Il numero uno dei numeri uno. Il carisma, la voglia, l’abnegazione. Ed un talento fuori dall’ordinario. Eccolo, Gigi Buffon. In pochissime parole che raccontano un mito immenso. Ne ha pesate e sviluppate tante di più, Principio Paolino: oggi l’uomo ed il campione diventano un libro pronto a raccontare tante sfaccettature di un singolo fuoriclasse. In esclusiva per SpazioJ, il noto giornalista bianconero ci accompagna attraverso vita e miracoli: da quel ragazzino scapestrato cresciuto a Parma al professionista campione di tutto. Un viaggio che sembra ancora lontano dalla sua fine.
Principio, innanzitutto la domanda (che sembra) più banale di tutte: perché proprio Gigi Buffon?
In tutta onestà l’idea di pubblicare un libro sul nostro Capitano è venuta alla casa editrice, che proprio per questo motivo mi ha contattato. D’altronde la rinomata Kenness rivolge sempre un’attenzione particolare alle vicende bianconere, basta andare a sbirciare anche tra le altre pubblicazioni, tutte di altissimo livello. Naturalmente non ci ho pensato molto, ho subito trovato il progetto molto interessante e ho acceso il computer. Del resto, se mi fosse stato chiesto di scegliere un personaggio di cui parlare, anch’io avrei optato per Buffon. Ricordiamoci che il Numero Uno, per amore dei tifosi bianconeri, ha fatto una rinuncia decisamente importante: accettando la relegazione in B, ha di fatto consegnato il Pallone d’Oro a Cannavaro, ha reso più agevole il compito dei votanti. Sappiamo benissimo l’importanza anche mediatica che ha assunto nel tempo il più ambito dei premi individuali: ve l’immaginate, con tutto il rispetto, una premiazione del genere che avviene in un campo di provincia per di più in piena cadetteria? Con tutto il rispetto, davvero, non è una frase di circostanza, c’è da credermi: d’altronde la mia squadra del cuore, la Juventus, e il mio campione, Gianluigi Buffon, la serie inferiore l’hanno affrontata con grande senso di responsabilità e non è stata una passeggiata di salute, il tutto mentre noi tifosi l’abbiamo vissuta con orgoglio e dignità. Il problema, più che nostro, è stato di altri, di tutti gli interessi che gravitano intorno all’industria calcio, di coloro che hanno temuto di veder scalfito il prestigio del trofeo. Il nostro Gigi, dunque, oltre a essere uno straordinario campione, non ha tradito ma, anzi, ha difeso e protetto la Juve dalle avversità e dalle intemperie. Più in generale, non mi sono basato soltanto sull’atleta, ma bensì sull’uomo perfino superiore all’atleta, considerazione che dovrebbe rendere l’idea sulla caratura del personaggio.

_ _ _ _ _ _ _

* _COMPITI ASSEGNATI_
[1] Secondo l'intervista su Gigi Buffon, da chi è partita l'idea di pubblicare il libro sul Capitano?
[2] Nell'intervista su Gigi Buffon, trascriva fedelmente il passo che si apre con le parole contenenti "Il numero uno dei" e si chiude con "dalla sua fine.".
[3] Prosegua l'intervista sul libro dedicato a Gigi Buffon, cominciando subito dopo l'ultima frase riportata.

_ _ _ _ _ _ _

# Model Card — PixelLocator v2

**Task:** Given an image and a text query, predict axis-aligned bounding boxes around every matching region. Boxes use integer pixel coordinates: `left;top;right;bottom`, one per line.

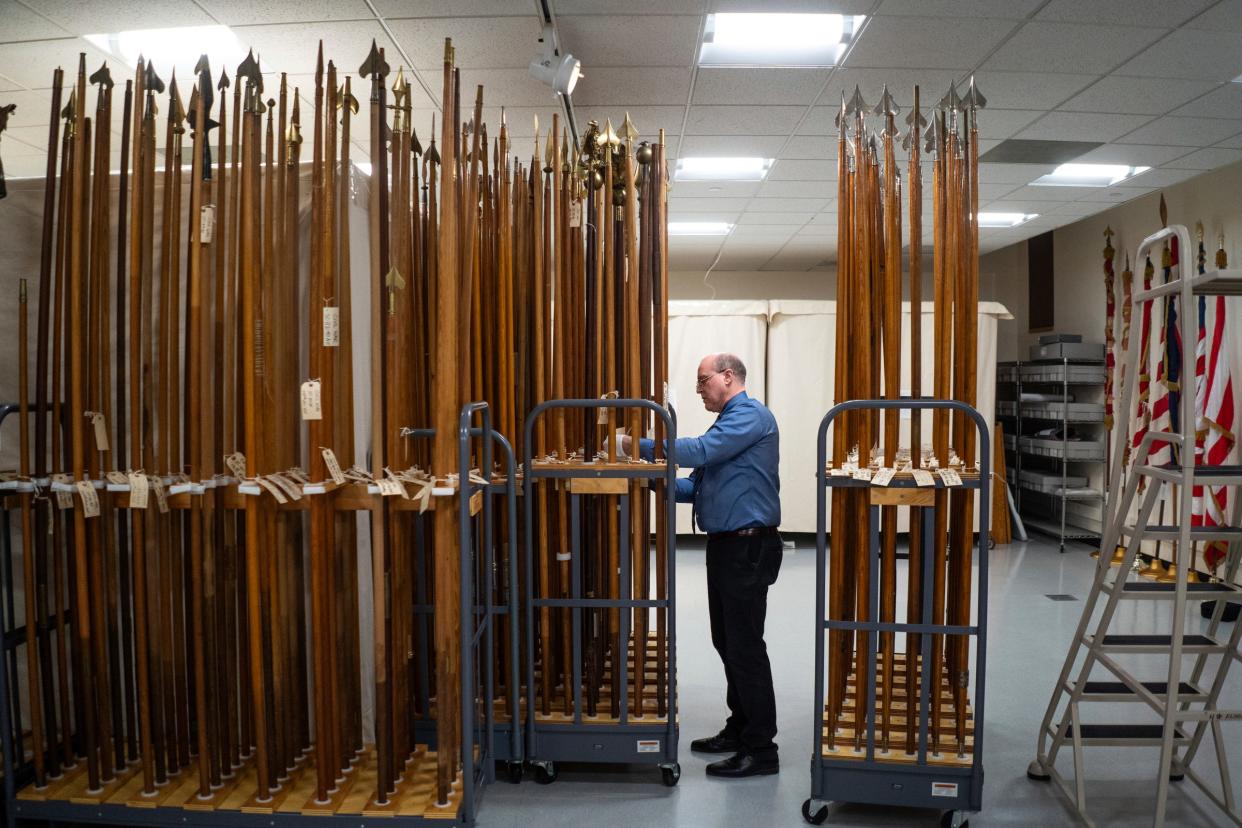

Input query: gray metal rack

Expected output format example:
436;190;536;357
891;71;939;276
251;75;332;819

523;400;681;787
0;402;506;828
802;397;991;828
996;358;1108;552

_ _ _ _ _ _ _

* _RISULTATI PER COMPITO_
[1] Dalla casa editrice Kenness, che per questo motivo ha contattato il giornalista.

[2]
Il numero uno dei numeri uno. Il carisma, la voglia, l’abnegazione. Ed un talento fuori dall’ordinario. Eccolo, Gigi Buffon. In pochissime parole che raccontano un mito immenso. Ne ha pesate e sviluppate tante di più, Principio Paolino: oggi l’uomo ed il campione diventano un libro pronto a raccontare tante sfaccettature di un singolo fuoriclasse. In esclusiva per SpazioJ, il noto giornalista bianconero ci accompagna attraverso vita e miracoli: da quel ragazzino scapestrato cresciuto a Parma al professionista campione di tutto. Un viaggio che sembra ancora lontano dalla sua fine.

[3]
“Io credo che bandiera o non bandiera bisogna vedere come ci si comporta, perché se uno sta tanti anni in un posto e non dà l’esempio con i comportamenti, magari per altri può essere una bandiera e invece non è così. Ecco: certe volte Buffon dà la sensazione che alcuni modi di fare siano scontati. E invece, specialmente nel calcio, i vecchi valori sono ormai in disuso. Anche per questo c’è bisogno ancora di Gigi…
Certo, c’è bisogno di lui perché è un esempio positivo, a ogni livello. Tutti noi, specialmente i più ambiziosi, cresciamo proiettando idee e speranze in entità di successo oppure in fedi e convinzioni più o meno laiche. Ci ispiriamo a personaggi che eccellono nel loro mestiere, che poi magari vogliamo far diventare il nostro, inseguiamo miti e leggende con l’intento di emularli o quantomeno avvicinarli, ne subiamo più semplicemente il fascino senza darci un’ulteriore spiegazione. Gigi Buffon ispira e ispirerà diversi aspiranti numeri uno, rappresenta del resto un punto di arrivo, è l’incarnazione e l’emblema della perfezione. Per di più ogni sua azione denota coraggio, genuinità e integrità morale. Si tratta di un personaggio per cui parlano i fatti, in tutti i sensi, professionale e umano. Di un modello di riferimento per i compagni, oltre che per la stragrande maggioranza dei portieri, giovani o esperti che siano. Di un professionista unico, quasi fuori dal tempo. Nel primo capitolo del tuo libro parli essenzialmente di carisma. E’ stata questa dote la vera forza del numero uno bianconero? A livello umano credo di sì, è la prima cosa che ti colpisce. Poi, ovviamente, Madre Natura ha fatto il resto. Stiamo parlando del resto di un portiere dal temperamento notevole. Di uno che abbina eccellenti doti tecniche, fisiche e atletiche a uno spiccato senso della posizione. Il tutto gli consente di districarsi con estrema efficacia sia negli interventi in tuffo che nelle uscite alte e basse. E poi, nonostante la statura elevata, ciò che ti sorprende di lui è il fatto di essere dotato di ottimi riflessi così come di un’agilità fuori dal comune. Ciò che lo distingue da un portiere normale è poi la costanza di rendimento nonché la concentrazione sempre altissima. Infine, possiede una caratteristica che oggigiorno è imprescindibile: il controllo di palla anche con i piedi, che Gigi spesso e volentieri sfrutta sia per avviare l’azione che per aggirare il pressing dell’avversario.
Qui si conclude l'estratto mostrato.